━━ 出典

説明

ポンプ装置及びそれを用いた内視鏡装置

【課題】小型化が可能であり、十分な流量を得ることのできる、ポンプ装置及びそれを用いた内視鏡装置を提供する。
【解決手段】流路壁面の少なくとも一部を構成する第1可撓性薄膜に、流路の長手方向に伝播する進行波を発生させて流路内の流体を搬送するポンプ装置であって、第1可撓性薄膜の所定部位を面外方向に加振することにより進行波を生起させる加振手段を備える。また、第1可撓性薄膜が非圧縮性流体を封入したチャンバーの一部を構成し、第2可撓性薄膜がチャンバーの他の一部を構成し、第2可撓性薄膜に作用する加振機構によって第2可撓性薄膜に進行波を生起させ、第2可撓性薄膜に生起された進行波に伴う非圧縮性流体の変位によって、第1の可撓性薄膜に進行波を生起させ、第2可撓性薄膜に生起された進行波よりも、第1可撓性薄膜に生起させた進行波の方が面外変位が実質的に大きい。

【発明の詳細な説明】
【技術分野】
【0001】
本発明は、ポンプ装置及びそれを用いた内視鏡装置に関するものである。
【背景技術】
【0002】
流路の壁面の少なくとも一部を構成する可撓性部材に進行波を発生させ、流路内の液体との界面に生じるぜん動運動によって送液する方法が提案されている(特許文献1、非特許文献1)。この方法を用いたポンプ装置は、チャックバルブなどの複雑な機構が不要であるため、小型化に適している。小型のポンプ装置が実現できれば、これを内視鏡先端部に配置して、内視鏡先端部から後方に向かって延在する閉ループの流路に冷媒を循環させる、シンプルで信頼性の高い冷却機構が実現できる。

━━━━
━━ データ項目

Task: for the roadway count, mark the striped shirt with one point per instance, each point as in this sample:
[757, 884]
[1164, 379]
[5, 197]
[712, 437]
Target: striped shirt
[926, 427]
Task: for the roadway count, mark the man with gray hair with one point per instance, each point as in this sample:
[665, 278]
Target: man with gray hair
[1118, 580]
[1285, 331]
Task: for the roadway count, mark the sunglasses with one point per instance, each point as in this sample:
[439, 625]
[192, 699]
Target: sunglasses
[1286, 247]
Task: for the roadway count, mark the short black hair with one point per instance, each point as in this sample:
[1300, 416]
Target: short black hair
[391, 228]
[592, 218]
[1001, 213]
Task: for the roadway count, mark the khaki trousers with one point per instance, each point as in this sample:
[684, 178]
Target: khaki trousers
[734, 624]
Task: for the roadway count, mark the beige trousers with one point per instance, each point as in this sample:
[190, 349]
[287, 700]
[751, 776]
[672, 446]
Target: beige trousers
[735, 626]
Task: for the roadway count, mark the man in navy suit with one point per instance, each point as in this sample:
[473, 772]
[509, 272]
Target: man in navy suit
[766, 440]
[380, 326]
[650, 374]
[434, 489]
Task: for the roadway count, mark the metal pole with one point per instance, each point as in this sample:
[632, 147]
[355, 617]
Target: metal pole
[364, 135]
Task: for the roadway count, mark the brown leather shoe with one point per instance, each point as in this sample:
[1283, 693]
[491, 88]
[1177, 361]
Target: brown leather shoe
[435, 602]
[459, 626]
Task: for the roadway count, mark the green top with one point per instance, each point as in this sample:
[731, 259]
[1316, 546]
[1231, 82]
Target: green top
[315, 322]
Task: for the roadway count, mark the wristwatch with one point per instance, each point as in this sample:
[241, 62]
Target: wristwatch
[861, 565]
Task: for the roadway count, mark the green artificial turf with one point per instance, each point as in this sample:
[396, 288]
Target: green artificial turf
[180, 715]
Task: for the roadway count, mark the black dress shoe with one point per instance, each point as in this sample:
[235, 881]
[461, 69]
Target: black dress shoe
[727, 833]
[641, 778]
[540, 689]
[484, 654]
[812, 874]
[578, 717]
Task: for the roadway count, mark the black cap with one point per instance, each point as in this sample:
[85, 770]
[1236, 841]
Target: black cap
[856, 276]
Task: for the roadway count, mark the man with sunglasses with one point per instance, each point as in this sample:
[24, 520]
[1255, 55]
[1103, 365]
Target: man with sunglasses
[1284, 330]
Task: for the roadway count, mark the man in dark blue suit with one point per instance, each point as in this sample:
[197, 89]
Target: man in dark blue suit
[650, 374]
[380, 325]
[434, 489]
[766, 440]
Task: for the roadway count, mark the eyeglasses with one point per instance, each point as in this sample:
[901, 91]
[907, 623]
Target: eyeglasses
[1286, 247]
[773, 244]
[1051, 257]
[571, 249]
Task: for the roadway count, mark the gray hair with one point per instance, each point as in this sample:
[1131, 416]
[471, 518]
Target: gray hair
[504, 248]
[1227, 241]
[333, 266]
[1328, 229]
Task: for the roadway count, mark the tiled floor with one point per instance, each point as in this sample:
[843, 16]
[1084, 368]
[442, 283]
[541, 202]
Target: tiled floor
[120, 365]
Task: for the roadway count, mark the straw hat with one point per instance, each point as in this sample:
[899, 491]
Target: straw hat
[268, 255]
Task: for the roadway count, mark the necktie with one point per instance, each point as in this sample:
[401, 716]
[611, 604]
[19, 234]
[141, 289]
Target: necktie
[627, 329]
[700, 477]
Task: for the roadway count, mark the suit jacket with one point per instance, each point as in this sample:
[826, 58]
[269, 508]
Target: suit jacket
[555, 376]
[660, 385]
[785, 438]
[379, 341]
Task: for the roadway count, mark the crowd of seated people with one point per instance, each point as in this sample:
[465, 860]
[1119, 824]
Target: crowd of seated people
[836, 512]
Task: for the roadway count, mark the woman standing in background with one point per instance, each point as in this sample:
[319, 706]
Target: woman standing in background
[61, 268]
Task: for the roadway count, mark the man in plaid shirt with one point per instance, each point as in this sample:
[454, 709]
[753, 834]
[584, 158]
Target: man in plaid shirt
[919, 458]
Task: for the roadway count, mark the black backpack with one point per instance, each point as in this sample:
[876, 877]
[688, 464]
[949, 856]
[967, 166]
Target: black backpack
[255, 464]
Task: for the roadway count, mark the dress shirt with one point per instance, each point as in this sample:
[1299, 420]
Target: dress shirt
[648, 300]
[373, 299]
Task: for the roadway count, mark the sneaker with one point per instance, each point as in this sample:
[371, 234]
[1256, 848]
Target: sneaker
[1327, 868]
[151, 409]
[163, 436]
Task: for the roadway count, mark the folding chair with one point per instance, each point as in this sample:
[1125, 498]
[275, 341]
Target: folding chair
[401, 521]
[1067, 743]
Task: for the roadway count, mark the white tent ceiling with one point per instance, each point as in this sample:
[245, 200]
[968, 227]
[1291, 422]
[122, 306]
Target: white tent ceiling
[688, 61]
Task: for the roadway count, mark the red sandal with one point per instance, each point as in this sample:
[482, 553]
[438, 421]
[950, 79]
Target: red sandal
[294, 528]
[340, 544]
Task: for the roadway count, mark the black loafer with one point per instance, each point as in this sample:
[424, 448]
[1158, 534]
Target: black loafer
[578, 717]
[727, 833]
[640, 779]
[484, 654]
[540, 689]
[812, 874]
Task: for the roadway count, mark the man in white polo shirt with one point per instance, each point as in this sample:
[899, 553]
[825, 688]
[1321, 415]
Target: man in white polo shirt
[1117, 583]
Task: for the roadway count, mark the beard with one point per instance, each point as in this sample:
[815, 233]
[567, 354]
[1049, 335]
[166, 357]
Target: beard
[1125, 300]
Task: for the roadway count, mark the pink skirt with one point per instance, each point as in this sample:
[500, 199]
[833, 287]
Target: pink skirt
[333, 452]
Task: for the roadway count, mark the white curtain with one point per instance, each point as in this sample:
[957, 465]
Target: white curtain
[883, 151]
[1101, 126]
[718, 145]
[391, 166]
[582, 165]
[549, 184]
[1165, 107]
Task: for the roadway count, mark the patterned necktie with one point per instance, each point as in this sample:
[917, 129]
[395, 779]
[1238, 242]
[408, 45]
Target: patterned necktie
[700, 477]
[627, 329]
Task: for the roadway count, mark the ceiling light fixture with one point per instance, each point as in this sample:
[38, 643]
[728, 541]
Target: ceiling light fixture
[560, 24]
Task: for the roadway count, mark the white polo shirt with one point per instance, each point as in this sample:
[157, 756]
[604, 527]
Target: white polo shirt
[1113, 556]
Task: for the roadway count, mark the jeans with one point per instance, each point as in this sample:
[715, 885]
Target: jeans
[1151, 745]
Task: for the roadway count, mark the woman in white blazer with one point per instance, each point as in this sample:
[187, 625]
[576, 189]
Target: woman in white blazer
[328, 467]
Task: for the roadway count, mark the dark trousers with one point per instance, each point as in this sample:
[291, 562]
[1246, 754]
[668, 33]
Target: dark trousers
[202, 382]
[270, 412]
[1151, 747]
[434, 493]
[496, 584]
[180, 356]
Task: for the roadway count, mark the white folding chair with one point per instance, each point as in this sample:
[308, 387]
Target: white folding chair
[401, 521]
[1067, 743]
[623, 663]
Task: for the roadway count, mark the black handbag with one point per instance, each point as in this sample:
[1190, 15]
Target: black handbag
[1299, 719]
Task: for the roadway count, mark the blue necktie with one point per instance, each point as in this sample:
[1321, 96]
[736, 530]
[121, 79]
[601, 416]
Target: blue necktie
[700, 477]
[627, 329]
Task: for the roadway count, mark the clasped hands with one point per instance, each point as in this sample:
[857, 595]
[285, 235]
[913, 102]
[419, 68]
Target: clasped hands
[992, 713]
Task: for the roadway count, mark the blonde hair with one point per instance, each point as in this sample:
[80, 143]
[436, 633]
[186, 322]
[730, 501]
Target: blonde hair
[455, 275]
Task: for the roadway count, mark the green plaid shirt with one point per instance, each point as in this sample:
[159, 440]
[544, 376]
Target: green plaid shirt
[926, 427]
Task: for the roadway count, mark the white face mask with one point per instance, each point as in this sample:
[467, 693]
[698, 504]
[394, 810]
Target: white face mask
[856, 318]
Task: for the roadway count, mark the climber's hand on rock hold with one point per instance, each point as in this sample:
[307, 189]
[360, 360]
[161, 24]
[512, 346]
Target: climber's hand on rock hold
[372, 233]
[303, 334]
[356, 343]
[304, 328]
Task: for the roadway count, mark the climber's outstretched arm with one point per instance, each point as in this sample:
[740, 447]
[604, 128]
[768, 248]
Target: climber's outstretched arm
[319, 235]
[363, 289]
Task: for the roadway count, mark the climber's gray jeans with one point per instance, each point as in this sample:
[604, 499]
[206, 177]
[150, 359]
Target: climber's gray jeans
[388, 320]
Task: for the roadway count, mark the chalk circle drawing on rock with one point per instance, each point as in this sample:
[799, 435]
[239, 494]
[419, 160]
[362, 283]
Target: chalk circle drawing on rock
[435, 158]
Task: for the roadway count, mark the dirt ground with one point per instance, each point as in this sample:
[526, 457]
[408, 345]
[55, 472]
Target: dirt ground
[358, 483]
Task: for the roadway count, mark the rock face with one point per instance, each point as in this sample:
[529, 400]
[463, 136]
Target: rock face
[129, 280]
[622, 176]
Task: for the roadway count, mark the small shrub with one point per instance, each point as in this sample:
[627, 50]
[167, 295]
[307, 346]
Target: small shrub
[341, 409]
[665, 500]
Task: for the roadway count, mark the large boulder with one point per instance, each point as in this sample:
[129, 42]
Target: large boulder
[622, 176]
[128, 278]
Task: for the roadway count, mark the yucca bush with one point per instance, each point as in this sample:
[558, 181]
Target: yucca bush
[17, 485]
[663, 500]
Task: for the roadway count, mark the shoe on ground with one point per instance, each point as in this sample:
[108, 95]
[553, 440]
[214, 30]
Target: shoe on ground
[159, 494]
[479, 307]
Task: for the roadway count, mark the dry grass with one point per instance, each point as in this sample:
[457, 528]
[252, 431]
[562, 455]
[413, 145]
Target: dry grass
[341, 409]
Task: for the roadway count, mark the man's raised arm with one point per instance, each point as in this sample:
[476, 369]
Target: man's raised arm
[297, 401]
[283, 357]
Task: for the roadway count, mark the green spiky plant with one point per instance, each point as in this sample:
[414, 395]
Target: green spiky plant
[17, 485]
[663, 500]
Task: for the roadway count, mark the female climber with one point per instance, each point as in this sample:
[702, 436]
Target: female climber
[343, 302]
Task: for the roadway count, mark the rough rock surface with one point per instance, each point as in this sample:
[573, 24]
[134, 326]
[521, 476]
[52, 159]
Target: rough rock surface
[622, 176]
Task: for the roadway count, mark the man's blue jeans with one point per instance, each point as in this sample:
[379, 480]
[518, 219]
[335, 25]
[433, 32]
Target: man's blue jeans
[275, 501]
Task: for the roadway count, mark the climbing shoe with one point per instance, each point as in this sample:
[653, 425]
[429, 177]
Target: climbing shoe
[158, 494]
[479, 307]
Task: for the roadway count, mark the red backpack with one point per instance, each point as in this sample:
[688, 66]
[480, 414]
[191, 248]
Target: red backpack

━━━━

**課題内容**
上記のポンプ装置に関する出典を、一字一句変えずに全文出力してください。

**解答**
説明

ポンプ装置及びそれを用いた内視鏡装置

【課題】小型化が可能であり、十分な流量を得ることのできる、ポンプ装置及びそれを用いた内視鏡装置を提供する。
【解決手段】流路壁面の少なくとも一部を構成する第1可撓性薄膜に、流路の長手方向に伝播する進行波を発生させて流路内の流体を搬送するポンプ装置であって、第1可撓性薄膜の所定部位を面外方向に加振することにより進行波を生起させる加振手段を備える。また、第1可撓性薄膜が非圧縮性流体を封入したチャンバーの一部を構成し、第2可撓性薄膜がチャンバーの他の一部を構成し、第2可撓性薄膜に作用する加振機構によって第2可撓性薄膜に進行波を生起させ、第2可撓性薄膜に生起された進行波に伴う非圧縮性流体の変位によって、第1の可撓性薄膜に進行波を生起させ、第2可撓性薄膜に生起された進行波よりも、第1可撓性薄膜に生起させた進行波の方が面外変位が実質的に大きい。

【発明の詳細な説明】
【技術分野】
【0001】
本発明は、ポンプ装置及びそれを用いた内視鏡装置に関するものである。
【背景技術】
【0002】
流路の壁面の少なくとも一部を構成する可撓性部材に進行波を発生させ、流路内の液体との界面に生じるぜん動運動によって送液する方法が提案されている(特許文献1、非特許文献1)。この方法を用いたポンプ装置は、チャックバルブなどの複雑な機構が不要であるため、小型化に適している。小型のポンプ装置が実現できれば、これを内視鏡先端部に配置して、内視鏡先端部から後方に向かって延在する閉ループの流路に冷媒を循環させる、シンプルで信頼性の高い冷却機構が実現できる。